Could you repeat all of the entries below word for word, apart from the pictures?
STUDY MATERIAL Block Start
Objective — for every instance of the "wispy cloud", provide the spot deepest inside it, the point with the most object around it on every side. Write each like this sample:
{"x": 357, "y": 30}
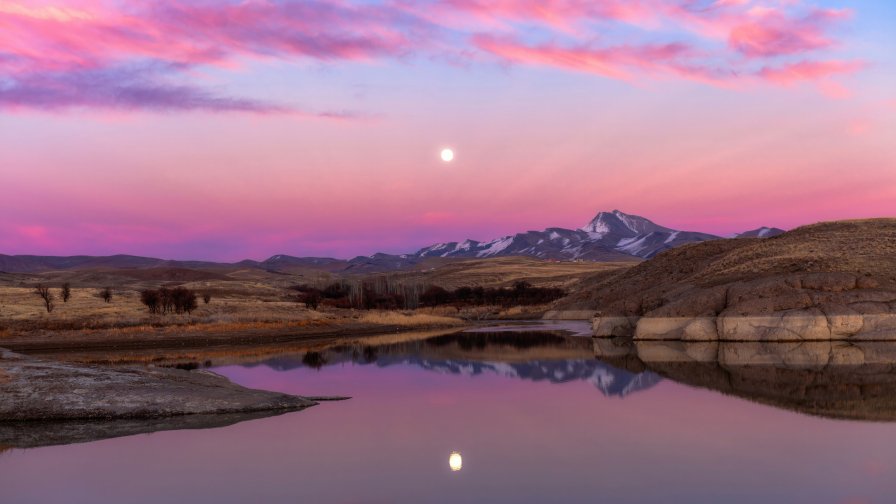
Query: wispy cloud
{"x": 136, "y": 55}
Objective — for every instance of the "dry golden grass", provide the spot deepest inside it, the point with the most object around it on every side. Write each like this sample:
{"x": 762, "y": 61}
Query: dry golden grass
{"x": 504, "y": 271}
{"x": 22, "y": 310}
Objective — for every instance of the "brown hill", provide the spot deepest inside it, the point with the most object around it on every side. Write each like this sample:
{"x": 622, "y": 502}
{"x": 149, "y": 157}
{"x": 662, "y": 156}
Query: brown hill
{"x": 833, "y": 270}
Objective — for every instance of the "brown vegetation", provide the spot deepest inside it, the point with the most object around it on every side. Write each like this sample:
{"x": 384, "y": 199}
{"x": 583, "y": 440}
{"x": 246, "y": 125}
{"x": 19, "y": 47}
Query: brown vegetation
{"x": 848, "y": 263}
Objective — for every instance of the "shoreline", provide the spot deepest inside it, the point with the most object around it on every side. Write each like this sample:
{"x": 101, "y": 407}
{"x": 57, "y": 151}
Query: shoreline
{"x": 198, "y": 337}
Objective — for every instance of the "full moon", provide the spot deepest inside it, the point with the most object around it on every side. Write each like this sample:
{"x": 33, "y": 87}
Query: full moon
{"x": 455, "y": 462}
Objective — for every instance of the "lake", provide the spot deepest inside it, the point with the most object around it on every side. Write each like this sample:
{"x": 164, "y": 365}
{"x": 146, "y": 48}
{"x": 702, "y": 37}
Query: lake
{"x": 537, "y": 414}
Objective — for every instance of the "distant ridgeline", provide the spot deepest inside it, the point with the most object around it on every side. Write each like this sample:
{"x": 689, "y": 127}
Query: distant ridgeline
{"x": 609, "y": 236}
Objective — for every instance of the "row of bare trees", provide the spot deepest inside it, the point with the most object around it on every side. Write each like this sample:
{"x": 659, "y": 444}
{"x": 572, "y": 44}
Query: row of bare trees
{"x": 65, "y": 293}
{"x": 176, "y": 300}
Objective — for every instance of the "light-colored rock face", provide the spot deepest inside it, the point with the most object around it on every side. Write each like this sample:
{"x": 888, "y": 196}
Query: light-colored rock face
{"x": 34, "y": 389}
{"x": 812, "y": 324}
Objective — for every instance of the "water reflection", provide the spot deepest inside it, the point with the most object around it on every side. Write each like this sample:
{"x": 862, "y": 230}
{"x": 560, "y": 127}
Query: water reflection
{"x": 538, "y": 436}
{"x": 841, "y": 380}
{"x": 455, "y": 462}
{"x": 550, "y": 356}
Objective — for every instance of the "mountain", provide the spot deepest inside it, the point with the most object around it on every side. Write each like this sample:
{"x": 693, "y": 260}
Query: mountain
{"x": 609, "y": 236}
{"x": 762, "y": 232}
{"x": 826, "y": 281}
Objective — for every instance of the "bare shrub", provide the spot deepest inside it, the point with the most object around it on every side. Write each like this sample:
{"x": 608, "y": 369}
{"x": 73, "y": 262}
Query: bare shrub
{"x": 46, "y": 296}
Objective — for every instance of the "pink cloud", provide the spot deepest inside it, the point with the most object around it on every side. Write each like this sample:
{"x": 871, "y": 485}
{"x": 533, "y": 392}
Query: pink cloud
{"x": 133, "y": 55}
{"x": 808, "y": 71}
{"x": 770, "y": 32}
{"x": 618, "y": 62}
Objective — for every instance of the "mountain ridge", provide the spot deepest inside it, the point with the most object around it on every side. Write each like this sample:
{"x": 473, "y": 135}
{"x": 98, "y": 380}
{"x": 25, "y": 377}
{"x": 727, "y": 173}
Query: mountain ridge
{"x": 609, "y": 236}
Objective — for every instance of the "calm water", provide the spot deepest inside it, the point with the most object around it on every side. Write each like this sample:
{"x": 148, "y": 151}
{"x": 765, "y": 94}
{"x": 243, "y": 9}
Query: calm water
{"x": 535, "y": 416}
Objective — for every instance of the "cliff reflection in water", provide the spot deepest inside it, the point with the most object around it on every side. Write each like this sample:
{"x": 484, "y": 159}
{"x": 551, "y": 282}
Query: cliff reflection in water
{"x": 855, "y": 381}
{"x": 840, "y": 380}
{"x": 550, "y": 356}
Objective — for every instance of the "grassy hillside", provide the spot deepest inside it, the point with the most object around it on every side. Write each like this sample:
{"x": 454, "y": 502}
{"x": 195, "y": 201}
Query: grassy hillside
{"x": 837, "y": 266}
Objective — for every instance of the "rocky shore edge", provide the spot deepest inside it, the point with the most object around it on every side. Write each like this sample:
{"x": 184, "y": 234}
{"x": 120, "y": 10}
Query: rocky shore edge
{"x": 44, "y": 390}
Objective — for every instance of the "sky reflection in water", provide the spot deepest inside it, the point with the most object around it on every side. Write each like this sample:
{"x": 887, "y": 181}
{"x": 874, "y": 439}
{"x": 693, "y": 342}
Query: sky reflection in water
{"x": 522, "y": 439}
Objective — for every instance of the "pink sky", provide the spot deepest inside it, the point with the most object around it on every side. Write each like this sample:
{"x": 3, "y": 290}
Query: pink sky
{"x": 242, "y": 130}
STUDY MATERIAL Block End
ANSWER FOR THIS EXERCISE ::
Objective — for every instance of the "wispy cloud", provide the spot deepest inside it, the point with the most object around it on every side. Write each like this sample:
{"x": 357, "y": 30}
Query: wispy cloud
{"x": 136, "y": 55}
Objective — for every instance of the "dry golden grass", provide the spot deepest inside it, the point with the most object around it on every side. Write each like this sample:
{"x": 762, "y": 61}
Query: dry golden grass
{"x": 504, "y": 271}
{"x": 22, "y": 310}
Objective — for every instance of the "brown hill", provide the spot deepest inside it, the point with the most object around it on every side. Write each like this sample:
{"x": 622, "y": 502}
{"x": 149, "y": 157}
{"x": 662, "y": 156}
Query: brown hill
{"x": 833, "y": 270}
Objective — for every instance of the "brown vegetation", provide the spot deepest inside it, the point with the most object around it on every side. Write each like this sample:
{"x": 384, "y": 199}
{"x": 583, "y": 440}
{"x": 246, "y": 125}
{"x": 19, "y": 47}
Query: brown vegetation
{"x": 848, "y": 263}
Objective — for every instance of the "shoreline", provide the spot deepest inside it, the point with the most object around it on every side. Write each like this sample:
{"x": 101, "y": 407}
{"x": 57, "y": 151}
Query: shoreline
{"x": 198, "y": 337}
Objective — for every instance of the "full moon", provide the spot deepest inside it, the point with the most object around it on every side. Write each like this sample:
{"x": 33, "y": 87}
Query: full moon
{"x": 455, "y": 462}
Objective — for every instance of the "lake", provide the spot deepest inside it, the point with the most object around it on every side. Write each like this sample:
{"x": 164, "y": 365}
{"x": 146, "y": 48}
{"x": 702, "y": 37}
Query: lake
{"x": 537, "y": 414}
Objective — for every instance of the "distant ridgeline", provide the spot deepest inside it, the point with the most object around it on every side. Write each like this sample:
{"x": 689, "y": 127}
Query: distant ridgeline
{"x": 609, "y": 236}
Objective — for every instance of the "row of bare trees", provide the spot deepest inside it, the point with the most object around it on every side. Write each like this sample:
{"x": 659, "y": 444}
{"x": 572, "y": 44}
Query: row of bare trees
{"x": 65, "y": 293}
{"x": 176, "y": 300}
Objective — for every instance of the "light-colored rock face", provide the spot deepest inside it, the point with the most object around it on every side. Write each like this sample:
{"x": 888, "y": 196}
Query: light-colored rock face
{"x": 34, "y": 389}
{"x": 812, "y": 324}
Objective — for every instance of the "water reflection", provide the spot deepest inside it, the point with the most object around it on every side. Write each like this sample:
{"x": 862, "y": 230}
{"x": 560, "y": 127}
Query: water reflection
{"x": 538, "y": 436}
{"x": 841, "y": 380}
{"x": 455, "y": 462}
{"x": 550, "y": 356}
Objective — for every instance of the "mountain", provide the spot deepest inside it, the point with the most object around it on every side. Write each like this sample:
{"x": 693, "y": 260}
Query: mountain
{"x": 609, "y": 236}
{"x": 762, "y": 232}
{"x": 826, "y": 281}
Objective — for every instance of the "bare shrub", provide the spot deepest inside it, the point with the most object around it on every side. Write each like this sample:
{"x": 608, "y": 369}
{"x": 73, "y": 262}
Query: bare shrub
{"x": 46, "y": 296}
Objective — for every instance of the "pink cloud", provide the spot deepest inside it, the point with the most object around it on every side. Write each like this sample:
{"x": 871, "y": 485}
{"x": 533, "y": 392}
Query: pink cloud
{"x": 133, "y": 55}
{"x": 808, "y": 71}
{"x": 770, "y": 32}
{"x": 618, "y": 62}
Objective — for every instance of the "mountain ridge", provide the spot deepest inside it, the point with the most object around it on every side. Write each like this sample:
{"x": 473, "y": 135}
{"x": 98, "y": 380}
{"x": 25, "y": 377}
{"x": 727, "y": 173}
Query: mountain ridge
{"x": 609, "y": 236}
Objective — for every instance of the "calm water", provide the spot deepest inside it, the point with the most object around it on every side. Write each like this sample:
{"x": 148, "y": 151}
{"x": 765, "y": 94}
{"x": 243, "y": 9}
Query: calm water
{"x": 535, "y": 416}
Objective — for every instance of the "cliff reflection in water", provide the spot deepest inside it, the point with the most object around it on every side. Write each like this sample:
{"x": 484, "y": 159}
{"x": 551, "y": 282}
Query: cliff reflection in water
{"x": 855, "y": 381}
{"x": 840, "y": 380}
{"x": 550, "y": 356}
Objective — for every instance of the "grassy hillside", provide the spot deepest inside it, the point with the most object around it on every side. Write each like this sample:
{"x": 454, "y": 502}
{"x": 195, "y": 201}
Query: grassy hillside
{"x": 837, "y": 266}
Objective — for every instance of the "rocky shore edge", provide the spot deepest inside it, the point with the most object around it on every side. Write each like this sample:
{"x": 184, "y": 234}
{"x": 120, "y": 10}
Query: rocky shore edge
{"x": 44, "y": 390}
Objective — for every instance of the "sky reflection in water", provide the spot deepest inside it, the point with the most object around it on every side. Write each like this sample:
{"x": 887, "y": 181}
{"x": 874, "y": 439}
{"x": 693, "y": 342}
Query: sky reflection in water
{"x": 522, "y": 439}
Objective — for every instance of the "pink sky", provide the spot deepest inside it, the point with the most object around it on every side. Write each like this sample:
{"x": 3, "y": 290}
Query: pink sky
{"x": 242, "y": 130}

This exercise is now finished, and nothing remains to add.